Условие задания A:
Ответьте на вопросы по документу:
(i) Каким на деле оказался лес Салтыкова?
(ii) Какой, по документу, действительно оказалась речка?
(iii) Ради чего деревня составляет необходимость для людей, к которым принадлежал Салтыков?
Условие задания B: Прибавьте −34 к каждому числу координат рамок в ответах и выведите заново строки исходных данных от самой первой до строки с «[333, 73, 430, 220]» включительно, вместе с запросами, и больше ничего. Картинки в ответ не включайте.

Документ:
──────

Но стоило Салтыкову приступить к хозяйствованию, как «сейчас же обнаружились факты, которые должны были бы самого заспанного человека заставить прийти в себя. А именно: густой и высокий лес, на который... указывал пальцем старичок-продавец, оказался чужой, а <его> лес был низенький и редкий; вместо полных сенных сараев оказались искусно выведенные из сена стенки, за которыми скрывалась пустота; на мельнице помолу обнаружилось мало, да и воды не всегда достаточно; сено на лугах «временем родится», а «временем — нет», да и сено — «с осочкой». Одно вышло справедливо: службы были легонькие, то есть совсем ветхие, а речка, действительно, веселая: излучистая, сверкающая и вся в зеленых берегах».

Кроме того, Салтыков принадлежал именно к тем людям, для которых деревня составляет необходимость — «хотя бы ради связи с прошлым или ради приобретения ясного представления о рваном русском мужике».

──────

Исходные данные:
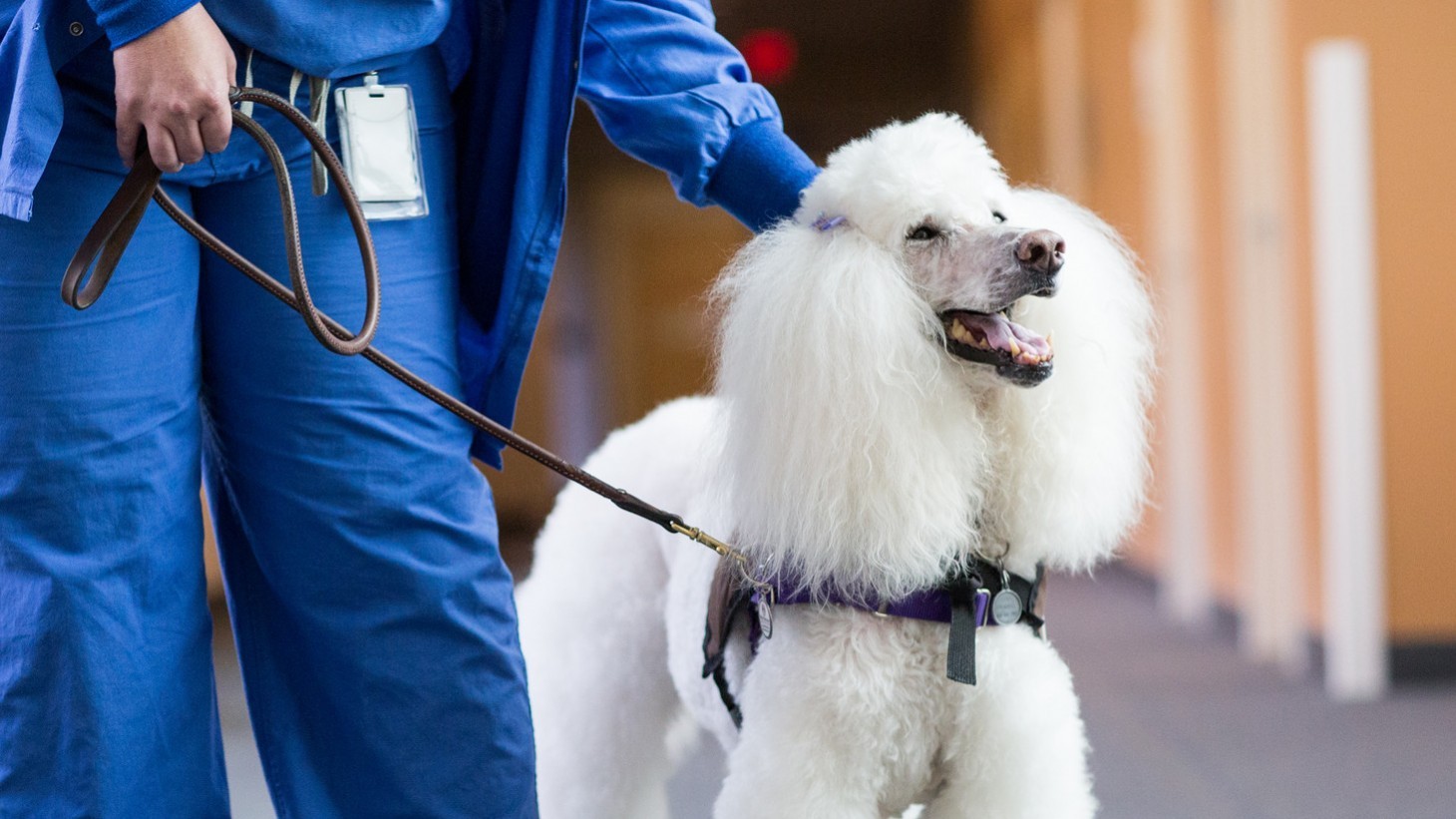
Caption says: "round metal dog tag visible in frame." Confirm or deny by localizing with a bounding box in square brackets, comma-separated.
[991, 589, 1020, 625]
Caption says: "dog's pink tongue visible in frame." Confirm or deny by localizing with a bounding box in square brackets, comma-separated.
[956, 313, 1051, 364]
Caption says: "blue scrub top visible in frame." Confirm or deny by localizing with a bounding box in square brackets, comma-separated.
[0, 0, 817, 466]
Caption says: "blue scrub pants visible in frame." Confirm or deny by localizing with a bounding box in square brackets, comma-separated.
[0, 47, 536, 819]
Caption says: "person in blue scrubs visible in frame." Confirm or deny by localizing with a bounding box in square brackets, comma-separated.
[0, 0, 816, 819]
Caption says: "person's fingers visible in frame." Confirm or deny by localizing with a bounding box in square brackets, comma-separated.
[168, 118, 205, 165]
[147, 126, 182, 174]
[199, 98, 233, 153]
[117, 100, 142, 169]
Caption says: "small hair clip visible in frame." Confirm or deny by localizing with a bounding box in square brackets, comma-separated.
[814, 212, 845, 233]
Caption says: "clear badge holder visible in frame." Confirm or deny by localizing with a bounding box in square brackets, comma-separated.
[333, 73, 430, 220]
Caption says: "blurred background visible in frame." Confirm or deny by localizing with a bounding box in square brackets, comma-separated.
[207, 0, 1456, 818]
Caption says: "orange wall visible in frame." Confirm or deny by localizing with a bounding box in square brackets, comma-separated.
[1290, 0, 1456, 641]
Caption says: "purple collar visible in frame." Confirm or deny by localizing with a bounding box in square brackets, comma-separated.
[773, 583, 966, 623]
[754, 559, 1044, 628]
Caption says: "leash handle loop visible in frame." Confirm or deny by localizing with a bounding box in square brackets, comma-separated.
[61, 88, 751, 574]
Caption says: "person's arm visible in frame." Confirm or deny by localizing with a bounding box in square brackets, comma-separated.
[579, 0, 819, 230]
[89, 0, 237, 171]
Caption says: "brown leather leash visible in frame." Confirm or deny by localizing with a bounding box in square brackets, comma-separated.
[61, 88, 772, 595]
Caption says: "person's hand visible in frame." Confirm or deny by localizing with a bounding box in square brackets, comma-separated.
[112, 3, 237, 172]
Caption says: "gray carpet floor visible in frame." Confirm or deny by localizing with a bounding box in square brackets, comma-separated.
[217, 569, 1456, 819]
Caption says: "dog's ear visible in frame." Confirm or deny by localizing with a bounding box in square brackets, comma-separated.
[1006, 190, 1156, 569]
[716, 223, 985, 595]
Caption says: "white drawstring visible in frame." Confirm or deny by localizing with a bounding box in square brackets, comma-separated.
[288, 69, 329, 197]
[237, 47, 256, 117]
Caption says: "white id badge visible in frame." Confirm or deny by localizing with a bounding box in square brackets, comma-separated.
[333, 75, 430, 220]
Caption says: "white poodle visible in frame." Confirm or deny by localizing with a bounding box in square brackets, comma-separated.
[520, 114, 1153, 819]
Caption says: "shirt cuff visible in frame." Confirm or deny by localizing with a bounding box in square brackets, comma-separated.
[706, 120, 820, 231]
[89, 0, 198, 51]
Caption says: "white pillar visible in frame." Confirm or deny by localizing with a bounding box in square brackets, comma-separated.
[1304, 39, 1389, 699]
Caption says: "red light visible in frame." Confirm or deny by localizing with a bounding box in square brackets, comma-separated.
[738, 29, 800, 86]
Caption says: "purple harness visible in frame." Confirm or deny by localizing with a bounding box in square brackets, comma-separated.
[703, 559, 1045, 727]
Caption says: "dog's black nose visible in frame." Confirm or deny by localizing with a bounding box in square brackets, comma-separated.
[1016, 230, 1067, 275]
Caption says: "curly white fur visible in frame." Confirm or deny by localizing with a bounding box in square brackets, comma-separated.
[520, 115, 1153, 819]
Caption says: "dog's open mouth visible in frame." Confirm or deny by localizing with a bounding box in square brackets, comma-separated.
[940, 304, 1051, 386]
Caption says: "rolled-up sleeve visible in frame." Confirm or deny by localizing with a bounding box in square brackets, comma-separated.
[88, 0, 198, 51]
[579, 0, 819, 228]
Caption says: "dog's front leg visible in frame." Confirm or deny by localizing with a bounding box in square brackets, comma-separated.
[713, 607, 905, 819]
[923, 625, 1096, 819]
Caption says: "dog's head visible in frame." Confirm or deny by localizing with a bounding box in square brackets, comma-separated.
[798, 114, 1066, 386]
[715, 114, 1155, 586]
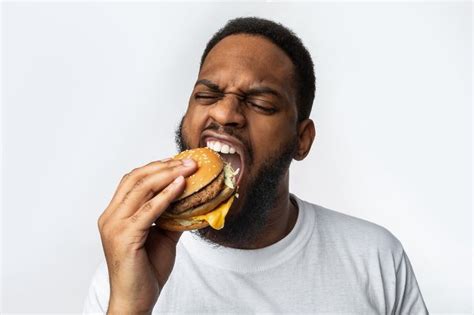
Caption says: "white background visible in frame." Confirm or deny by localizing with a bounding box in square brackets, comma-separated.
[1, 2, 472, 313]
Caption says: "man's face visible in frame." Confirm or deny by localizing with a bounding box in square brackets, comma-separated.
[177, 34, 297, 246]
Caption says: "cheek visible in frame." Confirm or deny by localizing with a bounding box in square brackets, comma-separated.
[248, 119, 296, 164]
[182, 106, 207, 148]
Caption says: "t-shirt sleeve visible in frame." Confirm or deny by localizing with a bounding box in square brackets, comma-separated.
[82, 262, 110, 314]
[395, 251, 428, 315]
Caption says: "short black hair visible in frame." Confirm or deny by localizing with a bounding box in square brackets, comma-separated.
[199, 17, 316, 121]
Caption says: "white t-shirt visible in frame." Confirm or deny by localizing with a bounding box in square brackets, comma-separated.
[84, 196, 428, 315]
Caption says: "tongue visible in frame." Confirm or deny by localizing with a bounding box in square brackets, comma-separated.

──────

Полный ответ A:
(i) Низеньким и редким.
(ii) Веселой: излучистой, сверкающей и вся в зеленых берегах.
(iii) Хотя бы ради связи с прошлым или ради приобретения ясного представления о рваном русском мужике.

Полный ответ B:
Caption says: "round metal dog tag visible in frame." Confirm or deny by localizing with a bounding box in square brackets, comma-separated.
[957, 555, 986, 591]
Caption says: "dog's pink tongue visible in frame." Confirm or deny by localizing with a bounding box in square brackets, comma-separated.
[922, 279, 1017, 330]
Caption says: "blue scrub top visible in frame." Confirm or deny by localizing with a bounding box in square brackets, comma-separated.
[-34, -34, 783, 432]
Caption says: "blue scrub pants visible in frame." Confirm or deny by localizing with a bounding box in square brackets, comma-separated.
[-34, 13, 502, 785]
Caption says: "person in blue scrubs visible in frame." Confirm or deny by localizing with a bounding box in square brackets, comma-separated.
[-34, -34, 782, 785]
Caption says: "person's fingers visible in frame." Confirm or deny by localizing with a bounding box in square brackets, comma-separated.
[134, 84, 171, 131]
[113, 92, 148, 140]
[165, 64, 199, 119]
[83, 66, 108, 135]
Caption says: "small hair clip visible in frame." Confirm or deny by localizing with a bounding box in square brackets, comma-separated.
[780, 178, 811, 199]
Caption says: "clear badge holder visible in frame." Confirm or deny by localizing with a bounding box in square brackets, comma-separated.
[299, 39, 396, 186]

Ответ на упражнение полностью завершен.